THE FIRST DETECTION SYSTEM
[0026] Referring to Fig. 2, the controller 26 conducts the following test
(represented
by block 100) to detect a restricted condition. Specifically the controller
determines an
estimated "ORVR penetration percentage" (number of ORVR transactions divided
by the
total number of transactions) for each dispensing point (as represented by
block 102). For
purposes of this determination, the controller 26 calculates the ORVR
penetration percentage
for each dispensing point 14 by logging in memory 27, for each dispensing
point, transactions
having A/L ratios greater than a first threshold, such as greater than or
equal to 0.50, as non-
ORVR transactions and logging in memory 27, for each dispensing point,
transactions having
A/L ratios less the first threshold, such as less than 0.50, as ORVR
transactions (as
represented by block 104).
[0027] If the controller 26 detects a pre-set number, such as six, of
consecutive
ORVR transactions (as represented by block 106), a statistically an unlikely
number of
ORVR equipped vehicles to be consecutively refueled from the same dispensing
point, the
controller 26 electronically "flags" the dispensing point 14 (as represented
by block 108).

→ **GIVEN PROBLEM**
Condense the paragraph of the detection system extract above that begins "Referring to Fig. 2" into a short bulleted list that keeps its main facts.

→ **INFORMATION SUPPLIED**
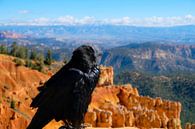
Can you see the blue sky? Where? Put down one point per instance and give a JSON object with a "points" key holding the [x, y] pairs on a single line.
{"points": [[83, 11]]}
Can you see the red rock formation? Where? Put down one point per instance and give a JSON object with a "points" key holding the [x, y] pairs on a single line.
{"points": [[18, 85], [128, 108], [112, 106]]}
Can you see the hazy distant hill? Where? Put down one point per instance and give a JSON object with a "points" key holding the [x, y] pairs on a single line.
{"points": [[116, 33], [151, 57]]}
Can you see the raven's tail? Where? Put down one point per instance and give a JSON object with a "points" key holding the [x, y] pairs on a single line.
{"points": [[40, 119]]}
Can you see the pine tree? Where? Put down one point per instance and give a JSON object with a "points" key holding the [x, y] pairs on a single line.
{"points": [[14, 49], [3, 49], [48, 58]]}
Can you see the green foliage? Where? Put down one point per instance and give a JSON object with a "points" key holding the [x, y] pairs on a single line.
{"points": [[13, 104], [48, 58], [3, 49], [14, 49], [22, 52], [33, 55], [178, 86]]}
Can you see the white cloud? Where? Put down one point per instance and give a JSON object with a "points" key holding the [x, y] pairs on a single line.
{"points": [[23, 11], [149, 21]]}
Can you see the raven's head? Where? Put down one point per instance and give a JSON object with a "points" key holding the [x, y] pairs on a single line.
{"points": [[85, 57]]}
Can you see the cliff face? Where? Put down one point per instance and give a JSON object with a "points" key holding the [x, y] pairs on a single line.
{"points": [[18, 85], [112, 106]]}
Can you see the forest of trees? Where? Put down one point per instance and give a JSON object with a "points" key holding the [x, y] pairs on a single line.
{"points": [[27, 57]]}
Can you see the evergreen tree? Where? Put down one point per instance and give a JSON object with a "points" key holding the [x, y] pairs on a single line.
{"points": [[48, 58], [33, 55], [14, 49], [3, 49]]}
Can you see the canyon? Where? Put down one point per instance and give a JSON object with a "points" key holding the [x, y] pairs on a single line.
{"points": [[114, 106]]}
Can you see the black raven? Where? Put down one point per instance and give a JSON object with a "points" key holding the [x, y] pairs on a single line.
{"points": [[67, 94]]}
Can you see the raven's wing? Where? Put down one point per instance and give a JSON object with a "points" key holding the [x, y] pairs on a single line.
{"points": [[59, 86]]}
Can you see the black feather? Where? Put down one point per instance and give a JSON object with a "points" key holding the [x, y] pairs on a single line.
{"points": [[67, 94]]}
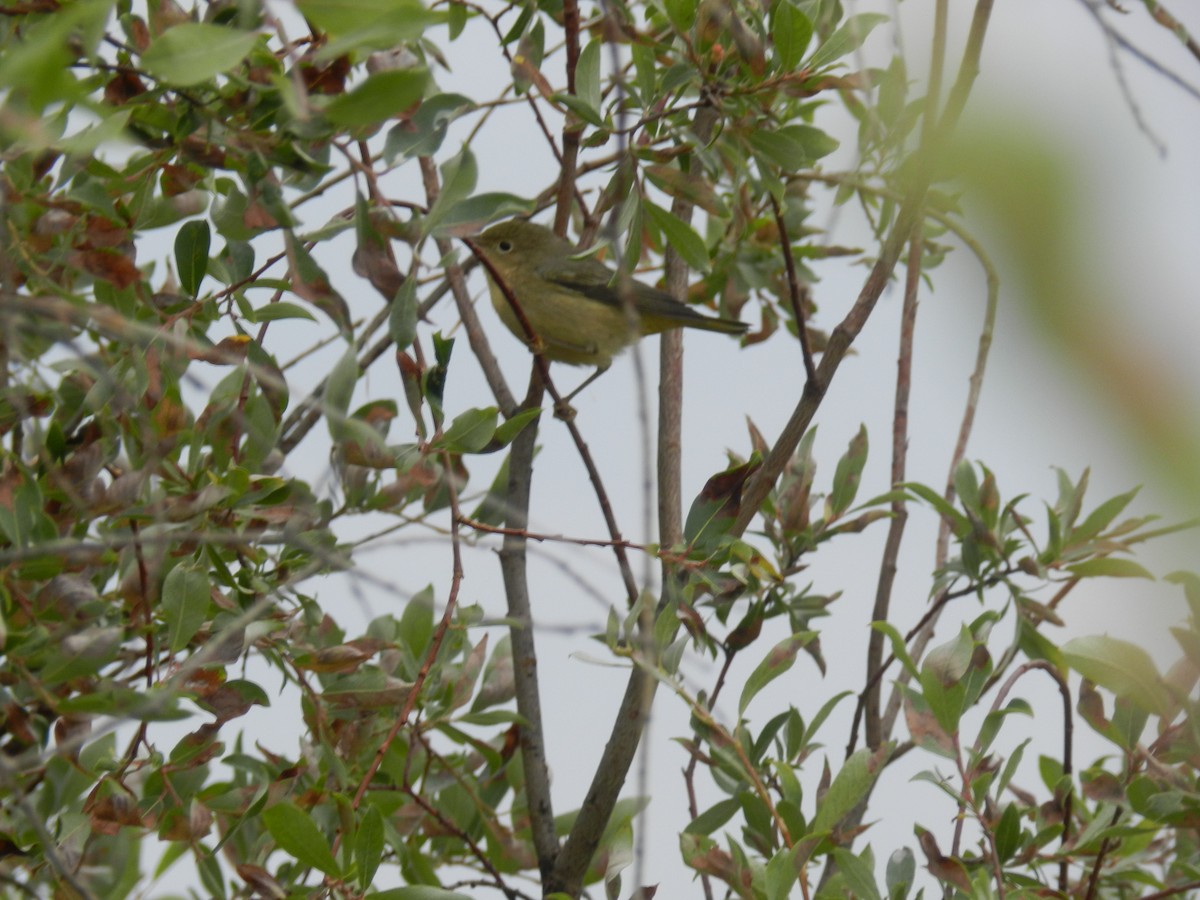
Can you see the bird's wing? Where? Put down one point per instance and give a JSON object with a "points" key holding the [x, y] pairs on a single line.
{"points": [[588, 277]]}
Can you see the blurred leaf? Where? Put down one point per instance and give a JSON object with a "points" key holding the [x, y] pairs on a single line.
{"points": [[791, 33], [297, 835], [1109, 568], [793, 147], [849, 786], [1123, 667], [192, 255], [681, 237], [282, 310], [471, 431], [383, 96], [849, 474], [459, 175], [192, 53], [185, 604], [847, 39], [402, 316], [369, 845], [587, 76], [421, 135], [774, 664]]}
* * *
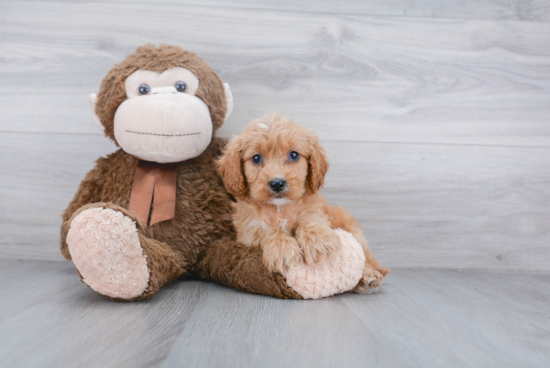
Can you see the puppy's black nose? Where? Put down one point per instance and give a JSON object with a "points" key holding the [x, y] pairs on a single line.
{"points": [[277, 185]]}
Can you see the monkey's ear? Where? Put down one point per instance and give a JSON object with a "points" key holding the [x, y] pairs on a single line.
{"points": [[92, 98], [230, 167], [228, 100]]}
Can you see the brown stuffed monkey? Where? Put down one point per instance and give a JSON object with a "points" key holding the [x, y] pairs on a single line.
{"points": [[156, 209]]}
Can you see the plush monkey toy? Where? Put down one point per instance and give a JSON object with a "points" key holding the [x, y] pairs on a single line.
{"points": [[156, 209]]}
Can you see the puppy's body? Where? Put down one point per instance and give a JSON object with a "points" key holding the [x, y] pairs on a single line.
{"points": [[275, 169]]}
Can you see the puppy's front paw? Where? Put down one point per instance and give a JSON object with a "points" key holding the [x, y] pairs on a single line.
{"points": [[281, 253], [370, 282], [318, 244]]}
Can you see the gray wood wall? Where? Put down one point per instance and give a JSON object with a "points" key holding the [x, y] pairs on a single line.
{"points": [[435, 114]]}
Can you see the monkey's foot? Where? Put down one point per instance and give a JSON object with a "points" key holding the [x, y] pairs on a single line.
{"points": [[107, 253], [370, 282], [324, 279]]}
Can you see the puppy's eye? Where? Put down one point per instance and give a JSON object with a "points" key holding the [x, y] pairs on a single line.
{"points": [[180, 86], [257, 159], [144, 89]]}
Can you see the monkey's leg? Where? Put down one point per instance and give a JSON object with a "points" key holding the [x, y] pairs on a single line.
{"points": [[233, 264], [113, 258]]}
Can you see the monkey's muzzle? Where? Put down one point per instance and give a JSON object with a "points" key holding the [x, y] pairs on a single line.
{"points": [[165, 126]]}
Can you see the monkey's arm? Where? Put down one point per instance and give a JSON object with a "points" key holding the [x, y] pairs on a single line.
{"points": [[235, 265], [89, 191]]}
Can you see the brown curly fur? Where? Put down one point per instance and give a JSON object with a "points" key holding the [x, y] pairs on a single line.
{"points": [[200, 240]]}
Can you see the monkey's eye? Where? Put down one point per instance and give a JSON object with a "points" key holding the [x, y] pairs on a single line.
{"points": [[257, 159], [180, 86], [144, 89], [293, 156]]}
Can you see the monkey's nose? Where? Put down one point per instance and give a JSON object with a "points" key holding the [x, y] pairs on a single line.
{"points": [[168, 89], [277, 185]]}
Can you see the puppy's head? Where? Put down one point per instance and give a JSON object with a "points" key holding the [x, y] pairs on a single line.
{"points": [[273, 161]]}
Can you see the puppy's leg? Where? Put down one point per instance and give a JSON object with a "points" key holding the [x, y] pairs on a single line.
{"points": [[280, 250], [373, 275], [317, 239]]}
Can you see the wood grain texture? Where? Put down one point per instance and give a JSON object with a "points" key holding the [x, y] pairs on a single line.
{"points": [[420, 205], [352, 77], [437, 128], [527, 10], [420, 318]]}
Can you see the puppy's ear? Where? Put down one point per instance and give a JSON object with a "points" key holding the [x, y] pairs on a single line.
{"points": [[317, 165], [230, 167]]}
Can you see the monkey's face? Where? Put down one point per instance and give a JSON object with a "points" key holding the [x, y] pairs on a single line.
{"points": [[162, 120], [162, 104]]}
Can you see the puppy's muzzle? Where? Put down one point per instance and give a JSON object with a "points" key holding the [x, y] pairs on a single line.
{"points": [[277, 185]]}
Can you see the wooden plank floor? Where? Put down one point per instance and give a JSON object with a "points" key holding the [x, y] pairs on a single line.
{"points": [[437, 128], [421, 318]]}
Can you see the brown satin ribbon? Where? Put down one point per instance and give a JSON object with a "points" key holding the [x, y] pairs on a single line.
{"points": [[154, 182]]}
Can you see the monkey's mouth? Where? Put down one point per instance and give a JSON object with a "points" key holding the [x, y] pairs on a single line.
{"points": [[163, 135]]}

→ **TASK OUTPUT**
- Controller 26 runs a test (block 100) to detect a restricted condition.
- For each dispensing point 14, it estimates an ORVR penetration percentage: the number of ORVR transactions divided by the total number of transactions (block 102).
- To calculate this, it logs each dispensing point's transactions in memory 27 according to their A/L ratios (block 104):
  - Ratios greater than a first threshold (such as greater than or equal to 0.50) are logged as non-ORVR transactions.
  - Ratios less than the first threshold (such as less than 0.50) are logged as ORVR transactions.